(Text under study)
[Start of section]

Question Period Note: Strategic Innovation Fund [SIF]: Automotive Industry (ZEVs)

About

Reference number:
ISI-2023-QP-00011
Date received:
Mar 30, 2023
Organization:
Innovation, Science and Economic Development Canada
Name of Minister:
Champagne, François-Philippe (Hon.)
Title of Minister:
Minister of Innovation, Science and Industry

Issue/Question:

How is the Government of Canada using the Strategic Innovation Fund (SIF) to support Canada’s automotive sector transition to zero-emission vehicles?

Suggested Response:

• As the North American automotive sector pivots to electric vehicle (EV)-based platforms, battery manufacturing investments will be a critical component of the new value chains.

• Canada is supporting the transportation sector and building a green economy by investing in projects that will help achieve net-zero greenhouse gas emissions by 2050.

• The transition to zero-emission vehicle production includes leveraging the Strategic Innovation Fund (SIF), to strengthen the battery supply chain.

• SIF investments to build this capacity will have significant benefits for Canadian workers and the Canadian economy, both now and in the future.

Background:

The Canadian automotive sector supports 500,000 direct and indirect jobs, contributes $16 billion annually to Canada’s gross domestic product, and is one of the country’s largest export industries. Overall, Ontario is the second-largest automotive manufacturing jurisdiction in North America.

Canada’s automotive sector represented 9 per cent of total merchandise exports in 2021. The sector depends on the U.S. market, with about 95 per cent of vehicles produced destined for the U.S. The Canada-United States-Mexico Agreement (CUSMA) outlines a renewed understanding between the parties on the importance of these trade relationships.

It is projected that the global production of electric vehicles (EV) is expected grow 22-fold by 2030, and Canada’s ahead of the curve. Canada is in the driver seat with investments across the EV supply chain to benefit all Canadians. Canada’s continued strength in automotive production is a key aspect towards building a strong, healthy future for Canadians. As part of these efforts, the Government of Canada released, in April 2022, its 2030 Emissions Reduction Plan, as well as Budget 2022, which together propose measures to create thousands of new, good-paying jobs and grow the economy, all while fighting climate change. Budget 2023 build on these policies and investments to continue to support industrial transformation and the transition to a clean economy.

The automotive sector has been affected by an ongoing shortage of semiconductors and other supply chain disruptions which has limited production capacity and reduced sales. Several factors have played a role in driving the semi-conductor shortage, including increased demand for consumer electronics, supply chain issues, natural disasters, and COVID-19.

The Canadian and U.S. automotive manufacturing sectors are highly integrated, thus making them reliant on each other for the supply of vehicles and parts. Given this level of integration, there was concern regarding the potential for the U.S. Clean Vehicle Tax Credit to exclude Canadian produced vehicles. In August 2022, President Biden signed the Inflation Reduction Act (IRA) which resolved this issue with the inclusion of Canadian made vehicles in the tax credit. Additionally, the IRA introduced the Advanced Manufacturing Production Credit which provides financial incentives for battery manufacturing to occur in the U.S., and which could, consequently, position Canada as a less attractive location for automotive manufacturers when selecting future manufacturing sites.

[End of section]

(Data extract)
[Start of section]

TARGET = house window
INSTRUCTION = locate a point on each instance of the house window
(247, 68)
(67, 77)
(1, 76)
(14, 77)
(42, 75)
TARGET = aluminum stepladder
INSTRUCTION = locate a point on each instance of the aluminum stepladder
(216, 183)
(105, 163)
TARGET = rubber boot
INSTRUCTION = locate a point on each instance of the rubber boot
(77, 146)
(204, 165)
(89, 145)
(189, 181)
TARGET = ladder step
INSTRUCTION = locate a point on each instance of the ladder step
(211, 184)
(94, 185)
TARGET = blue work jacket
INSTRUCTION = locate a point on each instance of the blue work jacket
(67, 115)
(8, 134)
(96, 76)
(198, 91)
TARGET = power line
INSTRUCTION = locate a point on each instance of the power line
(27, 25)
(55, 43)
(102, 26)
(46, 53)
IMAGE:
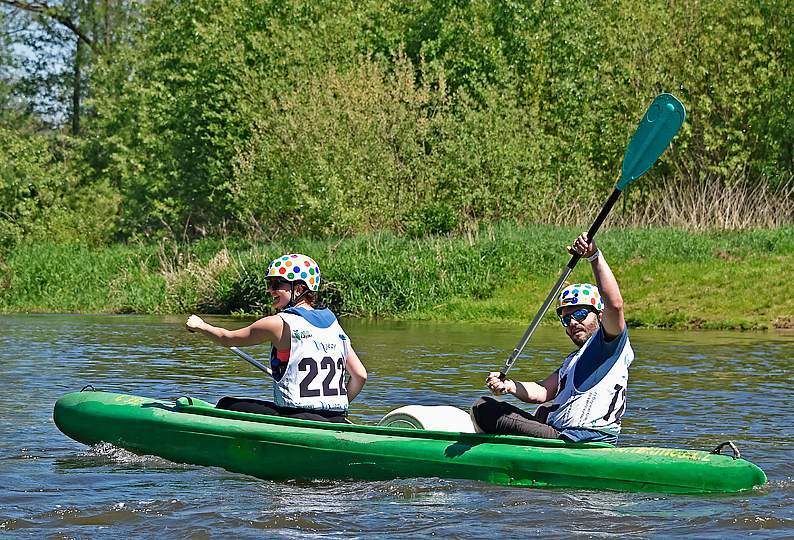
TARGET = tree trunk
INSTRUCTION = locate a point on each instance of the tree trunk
(76, 87)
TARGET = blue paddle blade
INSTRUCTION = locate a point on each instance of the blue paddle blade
(661, 122)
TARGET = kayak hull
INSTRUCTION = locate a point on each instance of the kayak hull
(193, 431)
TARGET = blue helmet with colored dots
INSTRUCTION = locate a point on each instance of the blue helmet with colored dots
(296, 267)
(580, 294)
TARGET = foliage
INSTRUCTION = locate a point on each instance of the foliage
(421, 117)
(669, 278)
(43, 197)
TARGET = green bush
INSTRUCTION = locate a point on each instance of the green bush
(44, 196)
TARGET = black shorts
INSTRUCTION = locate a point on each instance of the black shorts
(260, 406)
(499, 417)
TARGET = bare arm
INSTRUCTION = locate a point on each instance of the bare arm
(528, 392)
(357, 372)
(612, 319)
(266, 329)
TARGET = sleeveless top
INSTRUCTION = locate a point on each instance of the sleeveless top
(599, 406)
(313, 378)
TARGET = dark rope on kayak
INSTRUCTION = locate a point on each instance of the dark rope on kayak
(736, 453)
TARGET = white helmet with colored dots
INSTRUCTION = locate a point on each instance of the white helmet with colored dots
(580, 294)
(296, 267)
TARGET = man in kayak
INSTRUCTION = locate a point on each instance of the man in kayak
(584, 399)
(310, 352)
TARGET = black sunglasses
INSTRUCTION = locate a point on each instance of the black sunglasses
(579, 315)
(276, 284)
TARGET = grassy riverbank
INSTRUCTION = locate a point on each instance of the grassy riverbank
(669, 278)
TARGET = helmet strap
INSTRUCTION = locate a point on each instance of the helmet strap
(292, 300)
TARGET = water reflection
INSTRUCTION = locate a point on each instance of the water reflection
(688, 389)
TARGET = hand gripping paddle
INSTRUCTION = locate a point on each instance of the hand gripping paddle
(659, 125)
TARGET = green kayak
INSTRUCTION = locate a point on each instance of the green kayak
(193, 431)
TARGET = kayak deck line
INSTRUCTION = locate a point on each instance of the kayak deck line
(193, 431)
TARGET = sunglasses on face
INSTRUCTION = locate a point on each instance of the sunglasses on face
(579, 315)
(276, 284)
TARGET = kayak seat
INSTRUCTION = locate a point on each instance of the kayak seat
(430, 417)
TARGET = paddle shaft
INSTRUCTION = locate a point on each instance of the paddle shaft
(251, 360)
(555, 290)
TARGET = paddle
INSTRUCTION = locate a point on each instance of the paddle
(657, 128)
(251, 360)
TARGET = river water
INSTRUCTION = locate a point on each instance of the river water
(687, 390)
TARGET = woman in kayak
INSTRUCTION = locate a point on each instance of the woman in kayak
(310, 352)
(584, 399)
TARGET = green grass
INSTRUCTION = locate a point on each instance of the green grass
(669, 278)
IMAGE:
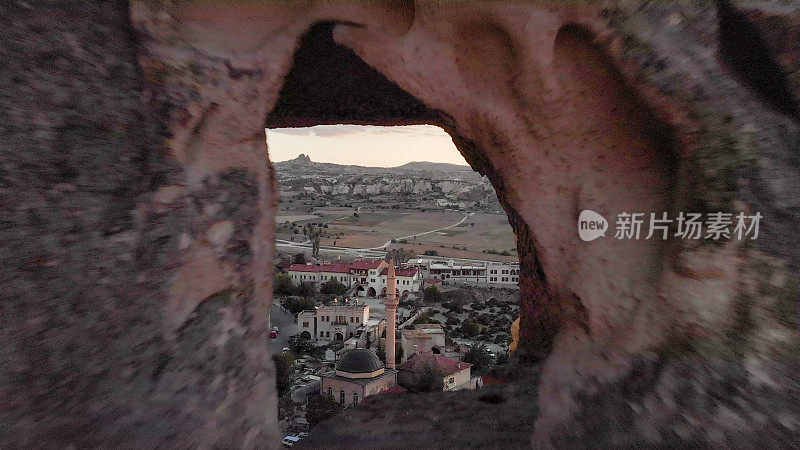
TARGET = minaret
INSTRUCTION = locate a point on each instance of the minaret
(391, 314)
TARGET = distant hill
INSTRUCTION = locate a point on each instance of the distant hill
(304, 161)
(443, 167)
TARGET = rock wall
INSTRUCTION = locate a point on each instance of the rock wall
(152, 182)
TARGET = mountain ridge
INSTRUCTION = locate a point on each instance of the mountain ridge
(304, 159)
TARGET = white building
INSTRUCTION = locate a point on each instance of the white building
(334, 323)
(502, 273)
(369, 277)
(480, 272)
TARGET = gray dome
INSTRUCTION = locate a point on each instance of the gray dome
(360, 360)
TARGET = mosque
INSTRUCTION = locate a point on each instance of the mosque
(360, 372)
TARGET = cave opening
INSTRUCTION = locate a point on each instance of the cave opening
(329, 93)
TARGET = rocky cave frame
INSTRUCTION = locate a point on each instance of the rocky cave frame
(329, 84)
(603, 105)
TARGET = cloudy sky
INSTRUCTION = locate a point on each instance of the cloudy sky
(364, 145)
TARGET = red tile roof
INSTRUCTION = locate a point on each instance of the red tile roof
(447, 365)
(303, 268)
(329, 268)
(401, 272)
(366, 264)
(396, 389)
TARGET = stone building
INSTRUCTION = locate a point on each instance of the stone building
(358, 373)
(338, 322)
(368, 276)
(455, 374)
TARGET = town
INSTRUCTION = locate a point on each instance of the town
(349, 330)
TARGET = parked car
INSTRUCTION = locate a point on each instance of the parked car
(289, 441)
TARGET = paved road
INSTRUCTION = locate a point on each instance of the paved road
(412, 236)
(286, 327)
(372, 252)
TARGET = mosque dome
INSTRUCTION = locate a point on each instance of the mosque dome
(359, 363)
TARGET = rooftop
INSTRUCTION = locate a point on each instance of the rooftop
(366, 264)
(447, 365)
(401, 272)
(315, 268)
(359, 360)
(361, 381)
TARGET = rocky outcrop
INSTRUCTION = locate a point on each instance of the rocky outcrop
(139, 204)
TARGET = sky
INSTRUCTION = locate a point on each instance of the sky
(370, 146)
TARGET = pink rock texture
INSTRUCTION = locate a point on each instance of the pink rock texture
(140, 202)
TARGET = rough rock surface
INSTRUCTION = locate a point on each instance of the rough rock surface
(137, 203)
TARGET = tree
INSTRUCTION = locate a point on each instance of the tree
(470, 328)
(432, 295)
(381, 353)
(283, 285)
(283, 372)
(478, 355)
(333, 287)
(398, 353)
(321, 407)
(429, 379)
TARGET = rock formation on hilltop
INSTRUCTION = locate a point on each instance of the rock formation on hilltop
(138, 211)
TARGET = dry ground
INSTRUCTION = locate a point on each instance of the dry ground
(489, 232)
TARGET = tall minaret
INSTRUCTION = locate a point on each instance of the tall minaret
(391, 314)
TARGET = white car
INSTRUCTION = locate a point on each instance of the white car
(289, 441)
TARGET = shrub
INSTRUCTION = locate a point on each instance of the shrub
(283, 372)
(321, 407)
(333, 287)
(432, 295)
(478, 356)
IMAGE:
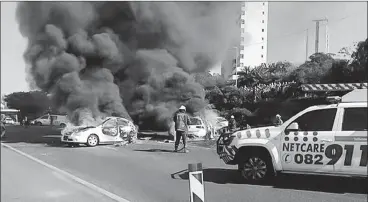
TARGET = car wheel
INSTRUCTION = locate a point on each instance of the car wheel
(92, 140)
(256, 168)
(2, 132)
(72, 144)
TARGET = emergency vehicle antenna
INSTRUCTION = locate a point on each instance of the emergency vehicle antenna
(357, 95)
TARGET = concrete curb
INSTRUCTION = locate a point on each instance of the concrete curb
(77, 179)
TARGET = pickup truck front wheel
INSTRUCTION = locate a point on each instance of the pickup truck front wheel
(256, 168)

[End of section]

(What you need to do) Continue the Question Period note on the Strategic Innovation Fund and zero-emission vehicles, starting right after its last sentence. You can set the material aside here.

(Result of the task)
Additional Information:

• In addition to $500 million over ten years to SIF to support the development and application of clean technologies, Budget 2023 directs SIF to use $1.5 billion in existing resources to support sectors vital to a thriving ZEV and battery ecosystem, including key inputs such as critical minerals.
- These investments are a part of a larger package of tools to build Canada’s clean and green economy, including tax credits for critical minerals, clean electricity generation, clean hydrogen, and nuclear and geothermal energy.

• The biggest players in the automotive industry have announced investments in Canada: Ford, Honda, GM and Stellantis have all committed billions to growing their businesses here. The Government of Canada supports manufacturers that want to embrace the electrification of transportation and build Zero-Emission Vehicles (ZEV), right here in Canada.

• The government is also attracting anchor investments in battery material processing and cell manufacturing to build a domestic battery ecosystem. The battery-related industry’s announced investments include:
- PowerCo (Volkswagen): to establish an electric vehicle battery manufacturing plant in St. Thomas, Ontario (details to come);
- NextStar Energy (Stellantis/LGES): $5 billion for an electric vehicle battery manufacturing plant in Windsor, Ontario;
- GM/POSCO: $500 million to produce cathode active materials in Bécancour, Quebec; and
- Umicore: $1.5 billion for a battery materials plant in Loyalist, Ontario.


• Investing in building this capacity in Canada will have significant benefits for Canadian workers and the Canadian economy, both now and in the future, by: anchoring and accelerating investment across the value chain, promoting growth in the automotive sector of the future, supporting the shift to a net-zero economy and, securing good jobs for Canadians.